Render all of the lines below as a JSON list of strings with one string per line, skipping blank lines. Omit the pictures.
# START OF Records to process
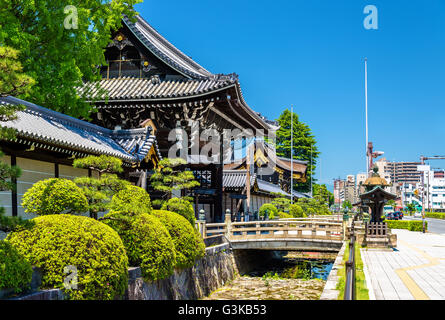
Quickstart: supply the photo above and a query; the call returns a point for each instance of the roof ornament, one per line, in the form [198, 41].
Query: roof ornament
[120, 42]
[226, 77]
[155, 79]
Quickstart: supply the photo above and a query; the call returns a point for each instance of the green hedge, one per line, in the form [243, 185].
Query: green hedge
[435, 215]
[15, 270]
[147, 242]
[132, 199]
[407, 224]
[54, 196]
[188, 243]
[95, 249]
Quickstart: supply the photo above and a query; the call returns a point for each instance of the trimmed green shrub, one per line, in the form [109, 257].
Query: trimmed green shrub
[182, 207]
[15, 270]
[147, 242]
[435, 215]
[55, 196]
[296, 211]
[132, 200]
[268, 208]
[93, 248]
[411, 225]
[189, 245]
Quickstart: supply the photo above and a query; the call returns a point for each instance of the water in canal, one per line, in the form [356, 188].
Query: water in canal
[288, 278]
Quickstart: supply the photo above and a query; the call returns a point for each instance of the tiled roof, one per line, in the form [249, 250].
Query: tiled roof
[67, 133]
[270, 188]
[236, 179]
[135, 88]
[164, 50]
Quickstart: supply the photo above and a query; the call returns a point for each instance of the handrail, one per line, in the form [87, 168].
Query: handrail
[350, 290]
[267, 229]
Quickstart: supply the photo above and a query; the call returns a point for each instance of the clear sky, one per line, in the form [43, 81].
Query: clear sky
[311, 54]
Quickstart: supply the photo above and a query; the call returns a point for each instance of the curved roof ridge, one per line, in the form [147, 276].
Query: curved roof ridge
[165, 50]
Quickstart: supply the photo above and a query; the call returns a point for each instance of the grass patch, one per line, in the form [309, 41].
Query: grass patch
[360, 283]
[411, 225]
[435, 215]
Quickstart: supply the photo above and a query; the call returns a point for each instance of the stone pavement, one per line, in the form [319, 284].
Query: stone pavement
[414, 271]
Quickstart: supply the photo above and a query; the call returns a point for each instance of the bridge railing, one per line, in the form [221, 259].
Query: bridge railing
[274, 229]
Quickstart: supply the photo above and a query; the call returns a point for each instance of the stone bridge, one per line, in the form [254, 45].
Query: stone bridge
[308, 234]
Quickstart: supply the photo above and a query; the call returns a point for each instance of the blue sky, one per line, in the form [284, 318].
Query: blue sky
[311, 54]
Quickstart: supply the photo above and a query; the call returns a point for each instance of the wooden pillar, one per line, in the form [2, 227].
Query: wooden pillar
[219, 181]
[14, 190]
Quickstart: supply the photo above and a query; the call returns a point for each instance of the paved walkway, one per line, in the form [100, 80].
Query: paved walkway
[414, 271]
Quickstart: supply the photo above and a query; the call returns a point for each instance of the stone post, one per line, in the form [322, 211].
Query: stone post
[228, 222]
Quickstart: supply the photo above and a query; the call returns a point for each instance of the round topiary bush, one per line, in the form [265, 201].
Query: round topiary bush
[15, 270]
[55, 196]
[132, 200]
[61, 245]
[188, 243]
[182, 207]
[147, 242]
[270, 209]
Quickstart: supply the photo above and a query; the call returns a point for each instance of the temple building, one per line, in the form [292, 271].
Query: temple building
[153, 102]
[150, 81]
[47, 142]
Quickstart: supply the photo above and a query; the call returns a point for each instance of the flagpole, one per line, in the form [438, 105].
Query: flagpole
[366, 104]
[291, 154]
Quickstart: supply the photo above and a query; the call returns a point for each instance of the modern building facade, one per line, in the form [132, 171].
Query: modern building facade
[403, 172]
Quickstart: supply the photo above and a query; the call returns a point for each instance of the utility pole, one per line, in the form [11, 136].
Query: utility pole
[311, 175]
[366, 111]
[291, 154]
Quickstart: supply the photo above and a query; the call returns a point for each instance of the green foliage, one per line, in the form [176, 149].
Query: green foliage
[281, 203]
[13, 82]
[411, 225]
[182, 207]
[435, 215]
[284, 215]
[100, 190]
[346, 205]
[170, 175]
[189, 245]
[8, 224]
[296, 211]
[321, 191]
[411, 207]
[133, 200]
[54, 196]
[147, 242]
[303, 141]
[268, 208]
[95, 249]
[57, 53]
[391, 203]
[7, 173]
[15, 270]
[100, 164]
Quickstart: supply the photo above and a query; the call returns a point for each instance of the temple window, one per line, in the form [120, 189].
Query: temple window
[124, 62]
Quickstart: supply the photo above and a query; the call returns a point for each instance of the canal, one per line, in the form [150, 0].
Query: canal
[291, 277]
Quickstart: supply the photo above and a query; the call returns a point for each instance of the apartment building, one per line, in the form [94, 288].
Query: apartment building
[403, 172]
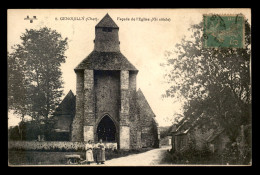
# END OF Records to process
### Task result
[
  "Quickstart: supply the photo above and a query; the call returns a point for each instance of the roof ornament, one per line, in the form [198, 41].",
  "Query: roof ornament",
  "[120, 42]",
  "[226, 77]",
  "[155, 79]",
  "Quickstart: supply the photo above and a query; the call returns a point for each instance of the green hedge, one per line, in the form [243, 185].",
  "Query: green hedge",
  "[435, 215]",
  "[15, 270]",
  "[147, 242]",
  "[132, 199]",
  "[407, 224]",
  "[54, 196]",
  "[188, 243]",
  "[95, 249]",
  "Quickstart: supply the photo above and a query; the call returns a point for each instance of the trimmed green shrub, one per line, in the form [109, 257].",
  "Query: trimmed green shrub",
  "[182, 207]",
  "[15, 270]",
  "[147, 242]",
  "[435, 215]",
  "[55, 196]",
  "[296, 211]",
  "[132, 200]",
  "[268, 208]",
  "[93, 248]",
  "[411, 225]",
  "[189, 245]",
  "Quickstart: supply the photo above and a query; the call returns a point for each instance of the water in canal, one per line, in the form [356, 188].",
  "Query: water in canal",
  "[288, 278]",
  "Quickstart: supply the photo above and a query; the call returns a point for each instance of the tiled roof, one per line, in the form [249, 250].",
  "Query: tiled roof",
  "[67, 133]",
  "[270, 188]",
  "[236, 179]",
  "[135, 88]",
  "[164, 50]",
  "Quickstart: supply the photo above and a query; the call returns a point for each instance of the handrail, one per line, in the form [87, 168].",
  "Query: handrail",
  "[350, 290]",
  "[267, 229]",
  "Quickstart: supply the photo above and a query; the call returns a point for each instance of the clear sky, one per line, in the form [43, 81].",
  "Query: clear sky",
  "[311, 54]",
  "Quickstart: supply the photo above and a query; the call returns a point for each instance of the curved roof ridge, one per line, in the form [147, 276].",
  "Query: curved roof ridge",
  "[165, 50]",
  "Quickstart: supply the photo above and a query; the call returns a point for each instance of the grass patch, one per line, in the form [309, 41].",
  "Query: grass patch",
  "[360, 283]",
  "[411, 225]",
  "[435, 215]",
  "Quickstart: supply the photo above and a query; the call returns a point for each instance of the stone pavement, one per line, in the form [319, 284].",
  "Query: stone pavement",
  "[414, 271]",
  "Quickstart: supply the photo above and a query; the call returns a point for each instance of the bridge railing, one per line, in the form [221, 259].",
  "Query: bridge railing",
  "[274, 229]",
  "Quickstart: supply the photo above and a query; the call returns a point for each instance of the stone bridge, one per line, in the form [254, 45].",
  "Query: stone bridge",
  "[308, 234]",
  "Quickstart: supply the photo above and a query; the call returns a point for each instance of the blue sky, one per line, in the form [284, 318].",
  "Query: blue sky",
  "[311, 54]",
  "Quickstart: supply the photo above and a query; the call returns a point for each instance of the wooden pillar, one per line, in the form [2, 227].",
  "Query: wooden pillar",
  "[219, 181]",
  "[14, 190]",
  "Quickstart: supply the photo above and a query; the call returns a point for each instance of the paved walkway, one per line, in the form [100, 80].",
  "Query: paved walkway",
  "[414, 271]",
  "Quickstart: supply the photo above and a query; the call returns a point for each instance of the stone post, one per line, in the form [322, 211].",
  "Query: stone post",
  "[228, 222]",
  "Quickstart: supply the photo above and a query; the call returns a point for each instance of the round topiary bush, one per line, in the form [265, 201].",
  "Query: round topiary bush",
  "[15, 270]",
  "[55, 196]",
  "[132, 200]",
  "[61, 245]",
  "[188, 243]",
  "[182, 207]",
  "[147, 242]",
  "[270, 209]",
  "Quickstart: supply the photo above and a query; the call returns a point for each instance of the temple building, one per line, in the form [292, 271].",
  "Query: temple building",
  "[153, 102]",
  "[150, 81]",
  "[47, 142]",
  "Quickstart: supply the photo above and a query; the call returns a point for each instance of the flagpole, one per line, in the form [438, 105].",
  "Query: flagpole",
  "[366, 104]",
  "[291, 154]",
  "Quickstart: supply the photo above and a query; the call returns a point for each instance of the modern building facade, one per line, in the form [132, 171].",
  "Query: modern building facade",
  "[403, 172]",
  "Quickstart: supply the photo above and a query; the call returns a point for each instance of the utility pole, one per line, in the form [11, 136].",
  "Query: utility pole",
  "[311, 175]",
  "[366, 111]",
  "[291, 154]",
  "Quickstart: supply the photo above and a query; the call returns a point for each instance of the green foliage, one per line, in the form [176, 149].",
  "Query: green foliage",
  "[281, 203]",
  "[13, 82]",
  "[411, 225]",
  "[182, 207]",
  "[435, 215]",
  "[284, 215]",
  "[100, 190]",
  "[346, 205]",
  "[170, 175]",
  "[189, 245]",
  "[8, 224]",
  "[296, 211]",
  "[321, 191]",
  "[411, 207]",
  "[133, 200]",
  "[54, 196]",
  "[147, 242]",
  "[303, 141]",
  "[268, 208]",
  "[95, 249]",
  "[57, 53]",
  "[391, 203]",
  "[7, 173]",
  "[15, 270]",
  "[100, 164]",
  "Quickstart: supply the photo above and a query; the call returns a point for each instance of the temple window, one per line, in the form [120, 189].",
  "Query: temple window",
  "[124, 62]",
  "Quickstart: supply the photo above and a query; the call returns a point for each instance of the canal, one per line, in the form [150, 0].",
  "Query: canal",
  "[291, 277]",
  "Quickstart: supply the photo above and a query; the call returns a point for each instance of the apartment building, one per line, in the form [94, 288].",
  "Query: apartment building",
  "[403, 172]"
]